(Rows from a pointing dataset)
* Begin *

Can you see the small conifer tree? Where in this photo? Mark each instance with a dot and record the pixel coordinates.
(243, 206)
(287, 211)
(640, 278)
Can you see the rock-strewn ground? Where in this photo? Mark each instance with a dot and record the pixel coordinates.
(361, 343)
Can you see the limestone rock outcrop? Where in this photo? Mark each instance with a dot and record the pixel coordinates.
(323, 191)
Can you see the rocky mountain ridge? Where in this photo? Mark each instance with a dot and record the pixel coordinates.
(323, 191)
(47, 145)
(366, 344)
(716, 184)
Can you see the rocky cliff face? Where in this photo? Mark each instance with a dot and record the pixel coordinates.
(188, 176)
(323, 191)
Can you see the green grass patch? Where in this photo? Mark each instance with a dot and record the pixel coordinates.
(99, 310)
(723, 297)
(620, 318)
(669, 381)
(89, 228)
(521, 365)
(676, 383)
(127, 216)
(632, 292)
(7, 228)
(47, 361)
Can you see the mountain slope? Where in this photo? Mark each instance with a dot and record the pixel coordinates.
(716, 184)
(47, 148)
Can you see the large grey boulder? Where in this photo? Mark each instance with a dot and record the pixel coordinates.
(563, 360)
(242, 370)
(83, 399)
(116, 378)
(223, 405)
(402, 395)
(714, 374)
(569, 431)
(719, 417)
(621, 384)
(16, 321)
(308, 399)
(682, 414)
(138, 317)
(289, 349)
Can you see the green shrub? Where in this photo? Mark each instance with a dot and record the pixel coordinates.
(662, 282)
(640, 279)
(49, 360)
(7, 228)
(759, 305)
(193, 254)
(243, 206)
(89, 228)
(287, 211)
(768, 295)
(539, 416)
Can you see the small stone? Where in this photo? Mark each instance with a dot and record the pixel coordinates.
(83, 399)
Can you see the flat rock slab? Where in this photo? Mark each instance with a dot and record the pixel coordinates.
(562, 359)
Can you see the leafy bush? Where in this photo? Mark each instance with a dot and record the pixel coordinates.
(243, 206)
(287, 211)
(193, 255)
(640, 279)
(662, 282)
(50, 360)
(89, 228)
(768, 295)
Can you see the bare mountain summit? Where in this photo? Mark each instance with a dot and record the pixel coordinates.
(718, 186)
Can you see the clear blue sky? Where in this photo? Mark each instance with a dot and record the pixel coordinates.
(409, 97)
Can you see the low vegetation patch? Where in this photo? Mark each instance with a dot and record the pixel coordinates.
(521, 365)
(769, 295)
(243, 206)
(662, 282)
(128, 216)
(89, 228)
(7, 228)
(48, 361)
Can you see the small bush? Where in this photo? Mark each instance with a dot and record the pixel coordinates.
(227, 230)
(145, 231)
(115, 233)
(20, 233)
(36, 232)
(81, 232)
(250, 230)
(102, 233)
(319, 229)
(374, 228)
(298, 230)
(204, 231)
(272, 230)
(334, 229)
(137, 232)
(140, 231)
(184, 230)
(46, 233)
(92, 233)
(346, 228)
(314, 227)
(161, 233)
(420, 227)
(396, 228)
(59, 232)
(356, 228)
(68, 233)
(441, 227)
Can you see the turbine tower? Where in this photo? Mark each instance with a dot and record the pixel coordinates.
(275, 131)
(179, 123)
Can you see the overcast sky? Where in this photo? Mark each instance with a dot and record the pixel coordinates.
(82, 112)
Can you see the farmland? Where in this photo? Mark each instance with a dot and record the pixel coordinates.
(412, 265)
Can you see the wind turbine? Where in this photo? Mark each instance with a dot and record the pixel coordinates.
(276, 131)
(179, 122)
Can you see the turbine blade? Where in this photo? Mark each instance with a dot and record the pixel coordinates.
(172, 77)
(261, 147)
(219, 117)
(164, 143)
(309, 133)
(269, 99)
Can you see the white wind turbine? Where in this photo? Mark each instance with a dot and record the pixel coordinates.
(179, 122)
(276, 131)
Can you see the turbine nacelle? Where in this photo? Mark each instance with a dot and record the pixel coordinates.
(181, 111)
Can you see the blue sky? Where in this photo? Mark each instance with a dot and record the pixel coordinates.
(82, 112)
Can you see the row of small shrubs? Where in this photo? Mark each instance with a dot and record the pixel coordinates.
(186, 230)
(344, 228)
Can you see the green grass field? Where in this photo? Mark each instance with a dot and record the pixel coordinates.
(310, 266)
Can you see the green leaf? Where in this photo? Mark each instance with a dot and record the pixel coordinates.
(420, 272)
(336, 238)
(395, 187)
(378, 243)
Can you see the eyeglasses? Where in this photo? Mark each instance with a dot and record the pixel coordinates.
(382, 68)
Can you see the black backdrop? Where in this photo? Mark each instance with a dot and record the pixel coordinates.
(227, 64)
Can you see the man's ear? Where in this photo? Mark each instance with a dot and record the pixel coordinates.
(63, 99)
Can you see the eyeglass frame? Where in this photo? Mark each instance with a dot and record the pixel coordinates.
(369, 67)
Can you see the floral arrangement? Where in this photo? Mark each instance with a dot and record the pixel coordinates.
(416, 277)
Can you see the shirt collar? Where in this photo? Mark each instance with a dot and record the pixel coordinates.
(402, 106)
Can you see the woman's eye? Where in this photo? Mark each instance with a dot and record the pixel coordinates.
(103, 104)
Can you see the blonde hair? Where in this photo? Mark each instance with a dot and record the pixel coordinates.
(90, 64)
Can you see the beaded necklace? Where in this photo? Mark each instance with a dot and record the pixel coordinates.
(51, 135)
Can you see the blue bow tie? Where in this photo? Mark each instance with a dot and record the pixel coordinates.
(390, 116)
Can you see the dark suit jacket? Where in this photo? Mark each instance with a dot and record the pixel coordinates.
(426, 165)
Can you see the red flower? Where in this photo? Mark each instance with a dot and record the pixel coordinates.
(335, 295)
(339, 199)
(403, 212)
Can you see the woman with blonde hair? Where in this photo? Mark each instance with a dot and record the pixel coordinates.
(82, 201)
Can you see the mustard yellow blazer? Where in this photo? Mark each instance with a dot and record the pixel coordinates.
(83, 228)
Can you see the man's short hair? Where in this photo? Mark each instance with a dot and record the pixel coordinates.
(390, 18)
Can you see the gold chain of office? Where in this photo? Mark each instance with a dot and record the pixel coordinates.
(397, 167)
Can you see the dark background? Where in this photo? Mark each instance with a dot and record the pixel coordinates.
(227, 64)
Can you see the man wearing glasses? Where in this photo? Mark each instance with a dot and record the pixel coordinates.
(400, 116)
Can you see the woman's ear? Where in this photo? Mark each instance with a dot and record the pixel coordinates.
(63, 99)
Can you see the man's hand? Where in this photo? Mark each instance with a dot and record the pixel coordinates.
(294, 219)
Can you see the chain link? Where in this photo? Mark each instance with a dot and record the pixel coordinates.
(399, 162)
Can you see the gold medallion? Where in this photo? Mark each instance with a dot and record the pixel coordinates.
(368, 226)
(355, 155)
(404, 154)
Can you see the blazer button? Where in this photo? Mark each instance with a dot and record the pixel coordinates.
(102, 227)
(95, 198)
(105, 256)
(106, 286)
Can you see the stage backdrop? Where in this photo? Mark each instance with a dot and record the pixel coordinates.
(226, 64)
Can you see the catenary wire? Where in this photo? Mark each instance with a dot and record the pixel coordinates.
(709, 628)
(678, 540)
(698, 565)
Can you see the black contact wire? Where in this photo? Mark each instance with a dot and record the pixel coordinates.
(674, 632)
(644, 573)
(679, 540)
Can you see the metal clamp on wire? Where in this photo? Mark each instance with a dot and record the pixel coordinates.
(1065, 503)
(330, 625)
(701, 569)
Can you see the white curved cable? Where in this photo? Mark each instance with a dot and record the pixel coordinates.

* End *

■ Short task
Restate the whole of the material exactly.

■ Response for this exercise
Can you see the small conifer tree? Where in this photo? Mark each instance with a dot and record the pixel coordinates.
(243, 206)
(287, 211)
(640, 278)
Can you see the rock-strewn ground? Where in this photo? Mark each instance with a dot and record the pixel coordinates.
(361, 343)
Can you see the limestone rock outcrop? Where in this photo? Mark each instance with a dot and record the pixel coordinates.
(323, 191)
Can you see the rocky mountain ridge? Where in this photo? Mark each instance with a dot and record the pixel coordinates.
(323, 191)
(47, 145)
(366, 344)
(716, 184)
Can you see the rocky cliff face? Where in this photo? Mark each instance with a dot and record the pixel coordinates.
(188, 176)
(323, 191)
Can you see the green grass patch? Where in this photo? Mark each instance with a dot and record the pixel coordinates.
(99, 310)
(723, 297)
(620, 318)
(669, 381)
(89, 228)
(521, 365)
(676, 383)
(127, 216)
(632, 292)
(7, 228)
(47, 361)
Can you see the mountain slope? Where in this photo? Mark each instance with a dot and record the pixel coordinates.
(716, 184)
(47, 148)
Can you see the large grey boulder? Where in this photo? Mark each instance with a dot and record the pixel coordinates.
(563, 360)
(242, 370)
(83, 399)
(116, 378)
(223, 405)
(402, 395)
(714, 374)
(569, 431)
(719, 417)
(621, 384)
(16, 321)
(308, 399)
(682, 414)
(138, 317)
(289, 349)
Can you see the green shrub? Where in this photo? Mark each instance with a dot and record the pixel coordinates.
(662, 282)
(640, 279)
(49, 360)
(7, 228)
(759, 305)
(193, 254)
(243, 206)
(89, 228)
(287, 211)
(768, 295)
(539, 416)
Can you see the small stone? Where in this photo? Mark each instance with a dot and record the pixel coordinates.
(83, 399)
Can you see the flat rock slab? Where in this photo? Mark each instance with a dot and record the pixel coordinates.
(562, 359)
Can you see the leafy bush? Where in this photo? Mark each instance with a dot and record the pixel coordinates.
(243, 206)
(287, 211)
(193, 255)
(640, 279)
(662, 282)
(50, 360)
(89, 228)
(768, 295)
Can you see the bare mountain summit? Where in this photo? Mark each instance with a dot and record the pixel coordinates.
(718, 186)
Can you see the clear blue sky? Where in this photo? Mark each instance with a dot and record the pixel coordinates.
(409, 97)
Can you see the low vegetation patch? Where in this photo? Mark each instance with a dot and record the pixel coordinates.
(521, 365)
(769, 295)
(243, 206)
(662, 282)
(128, 216)
(89, 228)
(7, 228)
(48, 361)
Can you see the small bush? Where in this photo? Mark each instance with a dot and record the pixel coordinates.
(227, 230)
(145, 231)
(115, 233)
(20, 233)
(36, 232)
(81, 232)
(250, 230)
(102, 233)
(319, 229)
(374, 228)
(298, 230)
(204, 231)
(272, 230)
(334, 229)
(137, 232)
(140, 231)
(184, 230)
(46, 233)
(92, 233)
(346, 228)
(314, 227)
(161, 233)
(420, 227)
(396, 228)
(59, 232)
(356, 228)
(68, 233)
(441, 227)
Can you see the turbine tower? Where in this photo? Mark each instance with a dot and record the pixel coordinates.
(275, 131)
(179, 123)
Can you see the overcast sky? Where in this photo? Mark each instance with a dot and record the pixel coordinates.
(82, 112)
Can you see the farmland? Where in this photo? Mark each instance with a dot and record the pixel coordinates.
(412, 265)
Can you see the wind turbine? Where in this photo? Mark each instance with a dot and record the pixel coordinates.
(276, 131)
(179, 122)
Can you see the turbine blade? Where in this photo? Mark each instance with a dot and record the pixel coordinates.
(172, 77)
(261, 147)
(219, 117)
(164, 143)
(309, 133)
(269, 99)
Can you see the white wind turbine? Where in this photo? Mark each instance with a dot and record the pixel coordinates.
(179, 122)
(276, 131)
Can you see the turbine nacelle? Where in this photo? Mark each instance with a dot and record the pixel coordinates.
(181, 111)
Can you see the blue sky? Where in this photo? Mark each instance with a dot and record the pixel coordinates.
(82, 112)
Can you see the row of small shrubs? Where in this photo? Mark each instance with a dot and record the pixel coordinates.
(186, 230)
(344, 228)
Can you see the green grass field? Where in this photo? Mark each instance with a dot and record the pixel coordinates.
(310, 266)
Can you see the green leaf? Where in this photo? Mark each instance with a dot and record the pixel coordinates.
(420, 272)
(336, 238)
(395, 187)
(378, 243)
Can you see the eyeglasses? Where in this photo? Mark each instance with a dot and record the pixel coordinates.
(382, 68)
Can you see the black backdrop? Where in this photo? Mark each instance with a dot and record the pixel coordinates.
(227, 64)
Can you see the man's ear? Where in this photo? Mark each instance with a dot and record the pixel coordinates.
(63, 99)
Can you see the eyeglass frame? Where in this photo? Mark each instance with a dot and record the pixel coordinates.
(369, 67)
Can you see the floral arrangement? Where in this photo? Mark each instance with a dot and record the pixel coordinates.
(416, 277)
Can you see the shirt collar? Where in this photo? Mark each instance with a dot and record the pixel coordinates.
(402, 106)
Can you see the woman's eye? Where in this photo? Mark each instance with a dot and record the pixel coordinates.
(103, 104)
Can you see the blonde hair? Where in this photo? Mark each instance with a dot and record the pixel coordinates.
(90, 64)
Can you see the beaded necklace? Where in this photo? Mark each instance with a dot and record the pixel coordinates.
(51, 135)
Can you see the blue bow tie? Where in this photo? Mark each instance with a dot and record the pixel coordinates.
(390, 116)
Can you see the dark suit jacket? Where in this photo? Mark each instance with a dot and record the pixel coordinates.
(426, 165)
Can you see the red flower? Where in this photo? Mark each instance with a dot and record the pixel coordinates.
(335, 295)
(339, 199)
(403, 212)
Can you see the woman with blonde hair? Where in this photo? Mark each instance with a dot and record the pixel coordinates.
(82, 201)
Can you see the mustard yellow blazer? Where in this photo? Mark each instance with a dot and record the pixel coordinates.
(83, 228)
Can you see the man's short hair? Where in this photo? Mark each instance with a dot and record the pixel coordinates.
(390, 18)
Can you see the gold chain of office? Where in this photo? Mark each instance with a dot and record the pixel coordinates.
(397, 167)
Can you see the dark background? Where in this photo? Mark each instance with a dot and record the pixel coordinates.
(227, 64)
Can you see the man wearing glasses? Where in this photo? Mark each instance with a dot and record the pixel coordinates.
(400, 116)
Can you see the woman's ear? Where in this photo? Mark each instance with a dot and record the pixel coordinates.
(63, 99)
Can you see the man's hand? Where in this photo? Mark each instance with a dot and record the pixel coordinates.
(294, 219)
Can you see the chain link? Where in this photo? Mark each instance with a dot and record the pixel coordinates.
(399, 162)
Can you see the gold medallion? Where in this photo? Mark each instance with a dot and record the pixel coordinates.
(368, 226)
(355, 155)
(404, 154)
Can you see the blazer button? Where in this photo? Mark each instance with a dot and record the pixel coordinates.
(102, 227)
(95, 198)
(105, 256)
(106, 286)
Can you see the stage backdrop? Where in this photo? Mark each instance with a dot and record the pixel coordinates.
(226, 64)
Can you see the catenary wire? Where in this photo? Mark each instance with a dot and record the pixel coordinates.
(709, 628)
(678, 540)
(698, 565)
Can you see the black contact wire? Where in this photo? Mark each instance with a dot and record the pixel coordinates.
(674, 632)
(644, 573)
(679, 540)
Can you see the metal clamp on wire? Where in this photo? Mark each instance with a dot and record the pixel coordinates.
(1065, 503)
(330, 625)
(701, 569)
Can you see the white curved cable? Where in this photo? Mark each instance with a dot and record the pixel coordinates.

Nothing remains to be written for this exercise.